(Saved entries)
========================
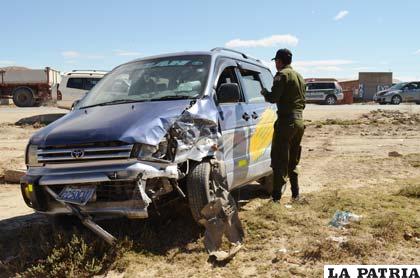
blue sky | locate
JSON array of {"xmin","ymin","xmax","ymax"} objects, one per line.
[{"xmin": 0, "ymin": 0, "xmax": 420, "ymax": 80}]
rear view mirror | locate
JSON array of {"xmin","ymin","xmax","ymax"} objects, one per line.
[{"xmin": 217, "ymin": 83, "xmax": 241, "ymax": 103}]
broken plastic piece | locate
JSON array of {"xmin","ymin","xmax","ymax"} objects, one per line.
[
  {"xmin": 200, "ymin": 161, "xmax": 244, "ymax": 261},
  {"xmin": 329, "ymin": 210, "xmax": 362, "ymax": 228}
]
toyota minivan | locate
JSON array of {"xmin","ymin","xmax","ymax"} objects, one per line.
[{"xmin": 21, "ymin": 48, "xmax": 276, "ymax": 226}]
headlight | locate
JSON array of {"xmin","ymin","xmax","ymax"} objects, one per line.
[
  {"xmin": 137, "ymin": 140, "xmax": 168, "ymax": 160},
  {"xmin": 25, "ymin": 145, "xmax": 42, "ymax": 167}
]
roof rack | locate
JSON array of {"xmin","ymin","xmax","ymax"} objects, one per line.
[{"xmin": 210, "ymin": 47, "xmax": 261, "ymax": 63}]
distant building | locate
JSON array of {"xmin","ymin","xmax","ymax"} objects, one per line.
[
  {"xmin": 338, "ymin": 79, "xmax": 359, "ymax": 98},
  {"xmin": 357, "ymin": 72, "xmax": 392, "ymax": 101}
]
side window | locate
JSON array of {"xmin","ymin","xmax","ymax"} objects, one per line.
[
  {"xmin": 67, "ymin": 78, "xmax": 84, "ymax": 90},
  {"xmin": 240, "ymin": 69, "xmax": 265, "ymax": 103},
  {"xmin": 85, "ymin": 78, "xmax": 101, "ymax": 90},
  {"xmin": 408, "ymin": 83, "xmax": 418, "ymax": 90},
  {"xmin": 260, "ymin": 69, "xmax": 273, "ymax": 91},
  {"xmin": 216, "ymin": 67, "xmax": 245, "ymax": 102}
]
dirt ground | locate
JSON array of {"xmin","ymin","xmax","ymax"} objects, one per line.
[{"xmin": 0, "ymin": 105, "xmax": 420, "ymax": 277}]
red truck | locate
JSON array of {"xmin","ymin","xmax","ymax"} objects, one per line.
[{"xmin": 0, "ymin": 67, "xmax": 61, "ymax": 107}]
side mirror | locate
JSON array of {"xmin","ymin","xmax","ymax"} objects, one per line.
[
  {"xmin": 217, "ymin": 83, "xmax": 241, "ymax": 103},
  {"xmin": 70, "ymin": 99, "xmax": 80, "ymax": 111}
]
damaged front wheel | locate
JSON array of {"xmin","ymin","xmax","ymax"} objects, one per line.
[{"xmin": 187, "ymin": 161, "xmax": 213, "ymax": 223}]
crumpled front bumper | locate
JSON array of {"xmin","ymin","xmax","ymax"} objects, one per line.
[
  {"xmin": 373, "ymin": 95, "xmax": 393, "ymax": 103},
  {"xmin": 21, "ymin": 159, "xmax": 178, "ymax": 218}
]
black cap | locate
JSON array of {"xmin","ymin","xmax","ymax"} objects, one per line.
[{"xmin": 271, "ymin": 48, "xmax": 293, "ymax": 62}]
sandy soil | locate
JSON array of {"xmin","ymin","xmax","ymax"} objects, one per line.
[
  {"xmin": 0, "ymin": 105, "xmax": 420, "ymax": 277},
  {"xmin": 0, "ymin": 104, "xmax": 420, "ymax": 220}
]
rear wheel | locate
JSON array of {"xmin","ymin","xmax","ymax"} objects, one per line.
[
  {"xmin": 325, "ymin": 95, "xmax": 337, "ymax": 105},
  {"xmin": 13, "ymin": 88, "xmax": 35, "ymax": 107},
  {"xmin": 391, "ymin": 96, "xmax": 402, "ymax": 105},
  {"xmin": 187, "ymin": 161, "xmax": 214, "ymax": 223}
]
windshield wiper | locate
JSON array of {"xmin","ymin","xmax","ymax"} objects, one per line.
[
  {"xmin": 150, "ymin": 93, "xmax": 198, "ymax": 101},
  {"xmin": 80, "ymin": 99, "xmax": 147, "ymax": 109}
]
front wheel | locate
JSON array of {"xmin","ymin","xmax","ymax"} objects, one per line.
[
  {"xmin": 187, "ymin": 161, "xmax": 214, "ymax": 223},
  {"xmin": 325, "ymin": 96, "xmax": 337, "ymax": 105},
  {"xmin": 391, "ymin": 96, "xmax": 402, "ymax": 105},
  {"xmin": 13, "ymin": 87, "xmax": 35, "ymax": 107}
]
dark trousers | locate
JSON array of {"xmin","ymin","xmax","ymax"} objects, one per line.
[{"xmin": 271, "ymin": 118, "xmax": 305, "ymax": 199}]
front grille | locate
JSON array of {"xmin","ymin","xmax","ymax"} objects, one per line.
[{"xmin": 37, "ymin": 143, "xmax": 133, "ymax": 163}]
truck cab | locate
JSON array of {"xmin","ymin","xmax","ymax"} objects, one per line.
[
  {"xmin": 21, "ymin": 48, "xmax": 276, "ymax": 224},
  {"xmin": 52, "ymin": 70, "xmax": 107, "ymax": 109}
]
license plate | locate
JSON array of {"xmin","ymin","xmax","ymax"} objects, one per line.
[{"xmin": 58, "ymin": 186, "xmax": 95, "ymax": 206}]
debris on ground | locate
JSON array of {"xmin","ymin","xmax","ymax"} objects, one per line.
[
  {"xmin": 388, "ymin": 151, "xmax": 403, "ymax": 157},
  {"xmin": 329, "ymin": 210, "xmax": 362, "ymax": 228},
  {"xmin": 327, "ymin": 236, "xmax": 348, "ymax": 244}
]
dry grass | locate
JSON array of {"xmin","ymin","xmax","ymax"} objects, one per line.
[{"xmin": 0, "ymin": 179, "xmax": 420, "ymax": 277}]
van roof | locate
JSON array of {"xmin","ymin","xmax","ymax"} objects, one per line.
[
  {"xmin": 126, "ymin": 47, "xmax": 270, "ymax": 70},
  {"xmin": 63, "ymin": 70, "xmax": 108, "ymax": 76}
]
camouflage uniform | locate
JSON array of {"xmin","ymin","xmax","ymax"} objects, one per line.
[{"xmin": 262, "ymin": 65, "xmax": 306, "ymax": 200}]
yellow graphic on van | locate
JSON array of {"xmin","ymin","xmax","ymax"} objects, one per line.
[{"xmin": 249, "ymin": 109, "xmax": 276, "ymax": 161}]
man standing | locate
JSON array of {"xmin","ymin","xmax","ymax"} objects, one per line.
[{"xmin": 261, "ymin": 49, "xmax": 306, "ymax": 202}]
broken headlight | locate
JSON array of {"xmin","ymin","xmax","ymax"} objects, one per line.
[
  {"xmin": 25, "ymin": 145, "xmax": 42, "ymax": 167},
  {"xmin": 134, "ymin": 140, "xmax": 168, "ymax": 160}
]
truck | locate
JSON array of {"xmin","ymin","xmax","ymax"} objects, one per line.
[{"xmin": 0, "ymin": 67, "xmax": 61, "ymax": 107}]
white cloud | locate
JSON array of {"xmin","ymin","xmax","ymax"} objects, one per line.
[
  {"xmin": 61, "ymin": 50, "xmax": 81, "ymax": 58},
  {"xmin": 334, "ymin": 10, "xmax": 349, "ymax": 21},
  {"xmin": 114, "ymin": 49, "xmax": 142, "ymax": 56},
  {"xmin": 84, "ymin": 54, "xmax": 105, "ymax": 60},
  {"xmin": 294, "ymin": 59, "xmax": 354, "ymax": 67},
  {"xmin": 292, "ymin": 59, "xmax": 355, "ymax": 75},
  {"xmin": 0, "ymin": 60, "xmax": 16, "ymax": 66},
  {"xmin": 61, "ymin": 50, "xmax": 105, "ymax": 60},
  {"xmin": 225, "ymin": 34, "xmax": 299, "ymax": 48}
]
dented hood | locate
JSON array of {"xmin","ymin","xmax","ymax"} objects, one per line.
[{"xmin": 30, "ymin": 100, "xmax": 191, "ymax": 147}]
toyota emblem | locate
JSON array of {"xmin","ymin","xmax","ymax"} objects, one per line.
[{"xmin": 71, "ymin": 150, "xmax": 85, "ymax": 159}]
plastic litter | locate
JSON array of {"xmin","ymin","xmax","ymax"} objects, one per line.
[
  {"xmin": 327, "ymin": 236, "xmax": 348, "ymax": 244},
  {"xmin": 329, "ymin": 210, "xmax": 362, "ymax": 228}
]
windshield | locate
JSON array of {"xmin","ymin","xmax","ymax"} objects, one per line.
[
  {"xmin": 388, "ymin": 82, "xmax": 407, "ymax": 90},
  {"xmin": 78, "ymin": 55, "xmax": 210, "ymax": 108}
]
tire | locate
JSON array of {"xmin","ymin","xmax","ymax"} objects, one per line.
[
  {"xmin": 13, "ymin": 87, "xmax": 35, "ymax": 107},
  {"xmin": 391, "ymin": 96, "xmax": 402, "ymax": 105},
  {"xmin": 261, "ymin": 174, "xmax": 273, "ymax": 195},
  {"xmin": 187, "ymin": 161, "xmax": 212, "ymax": 223},
  {"xmin": 325, "ymin": 95, "xmax": 337, "ymax": 105}
]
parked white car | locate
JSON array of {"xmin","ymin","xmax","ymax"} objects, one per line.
[{"xmin": 52, "ymin": 70, "xmax": 107, "ymax": 109}]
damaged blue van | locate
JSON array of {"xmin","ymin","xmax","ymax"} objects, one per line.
[{"xmin": 21, "ymin": 48, "xmax": 276, "ymax": 230}]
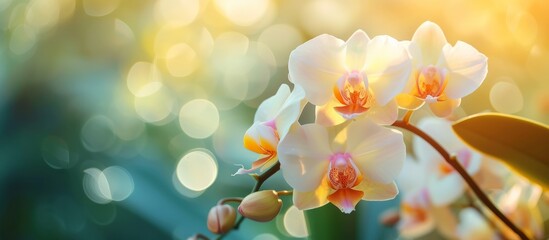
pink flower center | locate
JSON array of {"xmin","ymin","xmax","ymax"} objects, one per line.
[
  {"xmin": 416, "ymin": 65, "xmax": 446, "ymax": 99},
  {"xmin": 328, "ymin": 153, "xmax": 360, "ymax": 190},
  {"xmin": 334, "ymin": 71, "xmax": 372, "ymax": 119}
]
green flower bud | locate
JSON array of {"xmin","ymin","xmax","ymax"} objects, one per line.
[
  {"xmin": 238, "ymin": 190, "xmax": 282, "ymax": 222},
  {"xmin": 208, "ymin": 204, "xmax": 236, "ymax": 234}
]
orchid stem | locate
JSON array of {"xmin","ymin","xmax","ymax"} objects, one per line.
[
  {"xmin": 392, "ymin": 121, "xmax": 528, "ymax": 239},
  {"xmin": 402, "ymin": 110, "xmax": 414, "ymax": 123},
  {"xmin": 217, "ymin": 162, "xmax": 280, "ymax": 240},
  {"xmin": 276, "ymin": 190, "xmax": 294, "ymax": 196},
  {"xmin": 217, "ymin": 198, "xmax": 242, "ymax": 205}
]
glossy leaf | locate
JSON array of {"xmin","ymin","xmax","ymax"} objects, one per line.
[{"xmin": 452, "ymin": 113, "xmax": 549, "ymax": 189}]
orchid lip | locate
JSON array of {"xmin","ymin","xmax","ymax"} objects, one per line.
[{"xmin": 333, "ymin": 70, "xmax": 372, "ymax": 119}]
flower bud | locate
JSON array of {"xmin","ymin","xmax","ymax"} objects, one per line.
[
  {"xmin": 187, "ymin": 233, "xmax": 210, "ymax": 240},
  {"xmin": 238, "ymin": 190, "xmax": 282, "ymax": 222},
  {"xmin": 208, "ymin": 204, "xmax": 236, "ymax": 234}
]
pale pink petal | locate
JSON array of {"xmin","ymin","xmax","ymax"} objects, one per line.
[
  {"xmin": 328, "ymin": 188, "xmax": 364, "ymax": 214},
  {"xmin": 456, "ymin": 208, "xmax": 498, "ymax": 240},
  {"xmin": 398, "ymin": 203, "xmax": 435, "ymax": 239},
  {"xmin": 429, "ymin": 98, "xmax": 461, "ymax": 117},
  {"xmin": 315, "ymin": 97, "xmax": 347, "ymax": 126},
  {"xmin": 396, "ymin": 93, "xmax": 425, "ymax": 110},
  {"xmin": 365, "ymin": 36, "xmax": 412, "ymax": 106},
  {"xmin": 438, "ymin": 41, "xmax": 488, "ymax": 98},
  {"xmin": 278, "ymin": 124, "xmax": 331, "ymax": 192},
  {"xmin": 396, "ymin": 155, "xmax": 428, "ymax": 195},
  {"xmin": 366, "ymin": 100, "xmax": 398, "ymax": 125},
  {"xmin": 345, "ymin": 30, "xmax": 370, "ymax": 71},
  {"xmin": 275, "ymin": 85, "xmax": 307, "ymax": 139},
  {"xmin": 343, "ymin": 119, "xmax": 406, "ymax": 183},
  {"xmin": 412, "ymin": 117, "xmax": 465, "ymax": 167},
  {"xmin": 427, "ymin": 172, "xmax": 465, "ymax": 206},
  {"xmin": 293, "ymin": 180, "xmax": 330, "ymax": 210},
  {"xmin": 353, "ymin": 178, "xmax": 398, "ymax": 201},
  {"xmin": 254, "ymin": 84, "xmax": 290, "ymax": 122},
  {"xmin": 288, "ymin": 34, "xmax": 346, "ymax": 105},
  {"xmin": 408, "ymin": 21, "xmax": 448, "ymax": 67},
  {"xmin": 431, "ymin": 207, "xmax": 458, "ymax": 239}
]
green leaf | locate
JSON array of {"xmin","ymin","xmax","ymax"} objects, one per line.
[{"xmin": 452, "ymin": 113, "xmax": 549, "ymax": 189}]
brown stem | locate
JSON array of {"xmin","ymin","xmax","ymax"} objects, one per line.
[
  {"xmin": 217, "ymin": 162, "xmax": 280, "ymax": 240},
  {"xmin": 217, "ymin": 198, "xmax": 242, "ymax": 205},
  {"xmin": 393, "ymin": 121, "xmax": 528, "ymax": 239},
  {"xmin": 276, "ymin": 190, "xmax": 294, "ymax": 196}
]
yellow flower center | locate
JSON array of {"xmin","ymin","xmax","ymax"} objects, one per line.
[
  {"xmin": 416, "ymin": 66, "xmax": 446, "ymax": 99},
  {"xmin": 328, "ymin": 153, "xmax": 361, "ymax": 190},
  {"xmin": 334, "ymin": 71, "xmax": 373, "ymax": 119}
]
========================
**Exercise objective:** Collect every line of the rows above that contains the string "stem". Copy each such line in full.

**Task output:**
orchid stem | locate
brown stem | locate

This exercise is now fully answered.